What the task requires:
Repeat the listing below word for word, leaving out the pictures.

─── Entries supplied ───

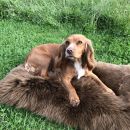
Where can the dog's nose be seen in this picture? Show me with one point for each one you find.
(69, 51)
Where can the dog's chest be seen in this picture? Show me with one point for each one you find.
(79, 70)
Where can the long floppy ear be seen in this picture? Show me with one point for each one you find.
(61, 54)
(88, 59)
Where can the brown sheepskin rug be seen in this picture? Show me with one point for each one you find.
(97, 110)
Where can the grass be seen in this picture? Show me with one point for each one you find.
(25, 24)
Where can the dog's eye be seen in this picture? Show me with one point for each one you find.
(79, 42)
(67, 42)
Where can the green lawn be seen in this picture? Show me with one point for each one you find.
(24, 25)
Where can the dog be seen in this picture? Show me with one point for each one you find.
(96, 111)
(75, 57)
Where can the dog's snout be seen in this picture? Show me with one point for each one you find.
(69, 51)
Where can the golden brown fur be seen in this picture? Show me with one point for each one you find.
(76, 49)
(98, 110)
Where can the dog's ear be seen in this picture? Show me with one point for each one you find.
(88, 56)
(61, 54)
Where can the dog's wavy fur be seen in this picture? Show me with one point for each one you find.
(97, 111)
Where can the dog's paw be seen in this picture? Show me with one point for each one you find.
(74, 100)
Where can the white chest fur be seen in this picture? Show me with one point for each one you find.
(80, 71)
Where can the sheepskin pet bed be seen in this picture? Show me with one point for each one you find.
(97, 110)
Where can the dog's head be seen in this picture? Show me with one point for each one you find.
(78, 47)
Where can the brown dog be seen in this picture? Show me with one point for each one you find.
(74, 57)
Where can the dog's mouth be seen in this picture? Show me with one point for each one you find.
(70, 57)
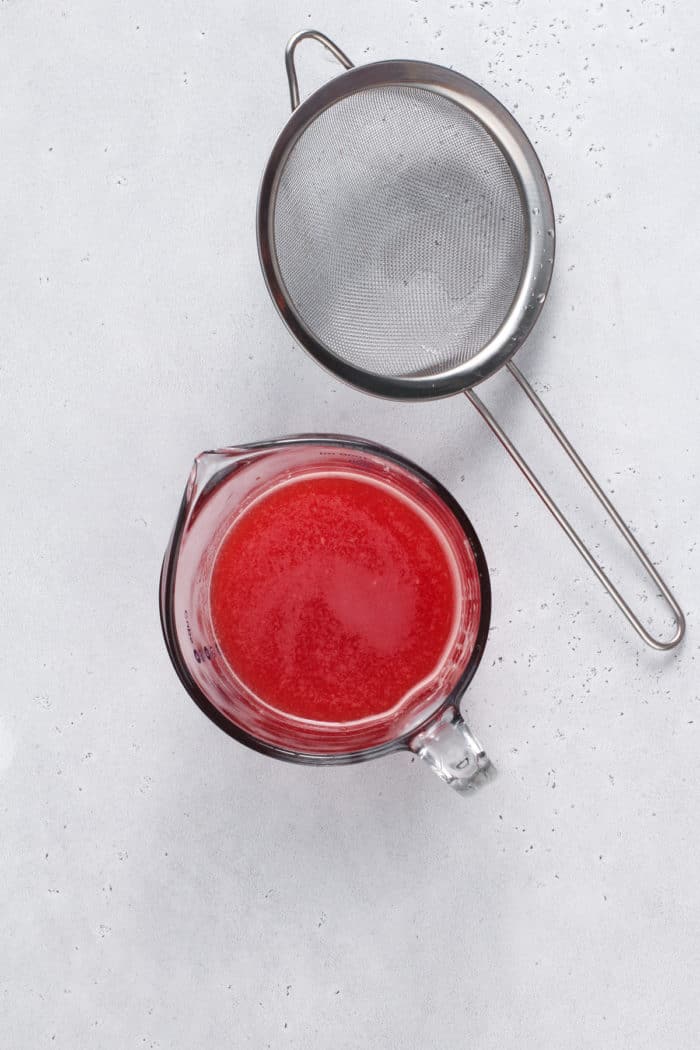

───

In response:
Where can the dog's nose be seen in this picture? Show me with one point for each one you find.
(69, 51)
Where can the dog's chest be seen in this picture? Show me with one point for each one you find.
(79, 70)
Where can the long floppy ear be seen in this picture? Show me with one point for each one you find.
(61, 54)
(88, 59)
Where can the brown sheepskin rug be seen in this picture? Show me with one point for each one you find.
(97, 110)
Where can the grass be seen in this picture? Show me with one point for each one you find.
(25, 24)
Where can the dog's eye be seen in this picture? Show me with one point for each one you find.
(79, 42)
(67, 42)
Where can the green lawn be seen in this picture? Show me with one point for each one you find.
(24, 25)
Where can the dog be seen in this picture? Show me with one point for each one you find.
(96, 111)
(75, 57)
Where can the dog's snout be seen in this picture? Show me with one point for each one you find.
(69, 51)
Where can the golden brown fur be seen in this picture? Show me with one point for each one you find.
(76, 49)
(98, 110)
Where can the dog's ear be seen in this picture? Show me with one point for each one you find.
(88, 56)
(61, 54)
Where can the dog's wavy fur be seen in this picture? Show me with one point for each one you find.
(97, 111)
Where can the dog's paw be seen in this picture? Show me with one point for each one you find.
(74, 100)
Where can the white chest fur be seen in this picture? Show me with one point for each one you find.
(80, 71)
Where can the sheepskin pet bed be seen in this picture? Show me with one point for each one you find.
(97, 110)
Where can the dog's head be seen in this picture? Show me with one point for each one you find.
(78, 47)
Where can the brown dog be seen in this picture? Show me with one point for each one you find.
(74, 57)
Where can the dog's mouth be seen in this picture? Show me with one point for each one you find.
(70, 57)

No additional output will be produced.